■ Task brief
Copy out each line of the records below verbatim, keeping every line as it is.

(Point placement records)
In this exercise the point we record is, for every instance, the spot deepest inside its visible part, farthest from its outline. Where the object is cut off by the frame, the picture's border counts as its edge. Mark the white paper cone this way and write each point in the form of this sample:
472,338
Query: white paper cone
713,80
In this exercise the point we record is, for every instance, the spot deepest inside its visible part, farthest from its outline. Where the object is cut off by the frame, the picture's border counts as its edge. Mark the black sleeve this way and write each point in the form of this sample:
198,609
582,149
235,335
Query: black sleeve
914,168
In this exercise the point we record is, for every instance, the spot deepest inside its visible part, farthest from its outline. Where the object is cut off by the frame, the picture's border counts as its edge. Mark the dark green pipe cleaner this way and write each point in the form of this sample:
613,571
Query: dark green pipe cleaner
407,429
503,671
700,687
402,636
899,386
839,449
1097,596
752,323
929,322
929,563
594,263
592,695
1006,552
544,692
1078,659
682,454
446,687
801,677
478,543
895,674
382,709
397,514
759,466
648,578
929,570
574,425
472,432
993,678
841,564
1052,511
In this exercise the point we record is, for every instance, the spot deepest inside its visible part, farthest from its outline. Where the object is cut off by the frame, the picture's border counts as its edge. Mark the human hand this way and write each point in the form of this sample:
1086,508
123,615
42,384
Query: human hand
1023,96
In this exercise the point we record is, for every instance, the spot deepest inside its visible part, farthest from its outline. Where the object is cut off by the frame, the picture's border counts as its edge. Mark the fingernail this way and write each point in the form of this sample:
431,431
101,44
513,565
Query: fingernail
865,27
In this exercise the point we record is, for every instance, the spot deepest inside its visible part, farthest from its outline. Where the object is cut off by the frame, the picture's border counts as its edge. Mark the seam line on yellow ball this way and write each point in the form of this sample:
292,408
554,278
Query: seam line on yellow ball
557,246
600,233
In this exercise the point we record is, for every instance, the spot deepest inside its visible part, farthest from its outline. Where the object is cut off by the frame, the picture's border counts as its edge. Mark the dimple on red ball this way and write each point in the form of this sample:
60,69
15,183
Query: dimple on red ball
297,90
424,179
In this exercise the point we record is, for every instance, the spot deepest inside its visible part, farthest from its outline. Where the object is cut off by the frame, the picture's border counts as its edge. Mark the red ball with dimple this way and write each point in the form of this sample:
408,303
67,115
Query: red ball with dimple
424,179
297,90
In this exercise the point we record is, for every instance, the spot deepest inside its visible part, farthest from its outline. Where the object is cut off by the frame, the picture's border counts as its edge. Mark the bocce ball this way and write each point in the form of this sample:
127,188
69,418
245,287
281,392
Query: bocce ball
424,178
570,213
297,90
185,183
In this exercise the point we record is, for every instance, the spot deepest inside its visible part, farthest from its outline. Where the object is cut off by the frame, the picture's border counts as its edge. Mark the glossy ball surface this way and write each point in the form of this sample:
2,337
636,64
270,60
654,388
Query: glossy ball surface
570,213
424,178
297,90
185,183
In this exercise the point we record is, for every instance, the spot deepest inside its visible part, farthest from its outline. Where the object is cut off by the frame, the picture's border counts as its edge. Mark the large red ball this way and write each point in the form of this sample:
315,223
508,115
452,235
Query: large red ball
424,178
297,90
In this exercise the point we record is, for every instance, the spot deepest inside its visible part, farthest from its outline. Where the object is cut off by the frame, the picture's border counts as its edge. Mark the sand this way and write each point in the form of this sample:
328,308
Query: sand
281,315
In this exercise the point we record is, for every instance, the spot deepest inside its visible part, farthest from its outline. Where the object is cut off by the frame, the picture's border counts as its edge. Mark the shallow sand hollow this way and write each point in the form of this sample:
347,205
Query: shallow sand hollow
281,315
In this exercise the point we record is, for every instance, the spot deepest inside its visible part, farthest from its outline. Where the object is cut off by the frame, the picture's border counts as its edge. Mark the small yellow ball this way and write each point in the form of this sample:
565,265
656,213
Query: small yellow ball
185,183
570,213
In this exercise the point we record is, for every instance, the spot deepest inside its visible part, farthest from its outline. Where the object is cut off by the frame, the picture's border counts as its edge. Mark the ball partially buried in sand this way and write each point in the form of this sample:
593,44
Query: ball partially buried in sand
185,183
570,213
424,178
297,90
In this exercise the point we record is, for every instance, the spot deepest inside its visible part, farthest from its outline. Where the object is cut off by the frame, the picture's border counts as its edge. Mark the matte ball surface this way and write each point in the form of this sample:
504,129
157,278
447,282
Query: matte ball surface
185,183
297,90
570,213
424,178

■ Response to this task
In this exercise the point we record is, for every instance, the spot deepest inside its visible part, farthest from its outline. Where the object is cut off by the frame, the picture's border counts as its edge. Mark the white paper cone this way and write each point in the form of this sample:
472,338
Query: white paper cone
713,80
In this exercise the point we record is, for every instance, the spot deepest inside its visible part, farthest from its outline. Where the object is cut off by the frame, the picture's border counts as its edge. Mark the black sleeve this way and write each point in the form of this sample:
198,609
582,149
235,335
Query: black sleeve
914,168
In this exercise the point we record is, for every instance, the spot deepest inside its visible part, farthest from its outline. Where the object is cut off by the frame, the picture's border counts as its edge. Mark the dark green pipe cleaner this way and write each point in the form of this sample:
613,571
Query: dark green pipe cleaner
407,429
503,671
700,687
402,636
899,386
839,449
1097,596
752,323
929,322
929,563
594,263
592,695
1006,552
544,692
1078,659
682,454
446,687
801,677
478,543
895,674
382,709
397,514
759,466
648,578
929,570
574,425
472,432
993,678
841,564
1052,511
In this exercise the point we record is, for every instance, the spot deepest inside its visible part, farthest from its outline. Where the object is cut off by the frame, the picture's border counts as its edge. Mark the human hand this way and write each point in the form of this sample:
1086,508
123,615
42,384
Query: human hand
1023,96
In this exercise the point we record is, for every instance, the spot deepest inside its visible part, farthest from its outline. Where the object is cut off by the frame, the picture's border counts as its edge. Mark the fingernail this way and write each point in the form of this sample:
431,431
101,44
513,565
Query: fingernail
865,27
In this exercise the point we record is, for every instance, the spot deepest inside its visible part, farthest from its outline. Where the object is cut off by the frame, the picture's border counts as its edge. Mark the seam line on yellow ball this way and write each point in the form of this sample:
292,408
554,278
Query: seam line on yellow ball
557,246
600,233
In this exercise the point we record is, for every instance, the spot deepest inside its visible part, farthest from its outline. Where the object is cut off by the frame, the picture's border counts as its edge. Mark the dimple on red ball this way and write each point in the form of this sample:
60,69
15,183
Query: dimple on red ball
297,90
424,179
In this exercise the point we record is, for every instance, the spot deepest inside its visible part, farthest from its outline. Where the object is cut off by the frame, the picture's border counts as its edge. Mark the red ball with dimple this way and write each point in the form of this sample:
408,303
67,115
Query: red ball with dimple
424,179
297,90
In this exercise the point we record is, for every instance, the spot deepest inside its visible part, farthest from its outline. Where the object is cut off by the frame, the picture's border counts as its edge. Mark the bocce ball this way and write each point in the form of this sample:
127,188
69,418
245,287
281,392
Query: bocce ball
424,178
570,213
297,90
185,183
In this exercise the point we record is, for every instance, the spot deepest inside its visible part, farthest from its outline. Where the object is cut off by the frame, the picture's border counts as its edge. Mark the glossy ball surface this way and write each point in the form of this sample:
2,337
636,64
270,60
654,388
Query: glossy ball surface
570,213
424,178
297,90
185,183
In this exercise the point we record is, for every instance, the spot deepest inside its visible part, farthest from its outline. Where the object is cut off by the frame, the picture's border counts as its edge. Mark the large red ball this way and write each point in the form of this sample:
315,223
508,115
452,235
Query: large red ball
424,178
297,90
In this exercise the point we record is, for every instance, the spot deepest inside its visible part, farthest from its outline. Where the object is cut off by the frame, the picture's border counts as its edge. Mark the sand this way and write each point in the form of this sample:
328,308
Query: sand
281,315
In this exercise the point we record is, for every instance, the spot deepest inside its visible part, farthest from its outline. Where the object is cut off by the frame, the picture's border counts as its edge. Mark the shallow sand hollow this way and write each point in the form of this sample:
347,205
Query: shallow sand hollow
281,315
In this exercise the point we record is, for every instance, the spot deepest inside its visible part, farthest from its outline. Where the object is cut off by the frame, the picture's border counts as its edge. Mark the small yellow ball this way and write each point in the form of this sample:
565,265
656,213
Query: small yellow ball
185,183
570,213
In this exercise the point we record is, for every instance, the spot deepest inside its visible part, farthest from its outline. Where the object is cut off by the frame, the picture's border counts as its edge. Mark the ball partially buried in sand this way and write each point in the form of this sample:
593,44
Query: ball partially buried in sand
185,183
570,213
424,178
297,90
In this exercise the point we record is, for every instance, the spot deepest inside its visible part, farthest from its outline. Where the object is cut off by the frame, the picture's border counts as its edge. Mark the matte ball surface this way and write each point in the form of this sample:
504,129
157,278
447,282
Query: matte ball surface
185,183
297,90
570,213
424,178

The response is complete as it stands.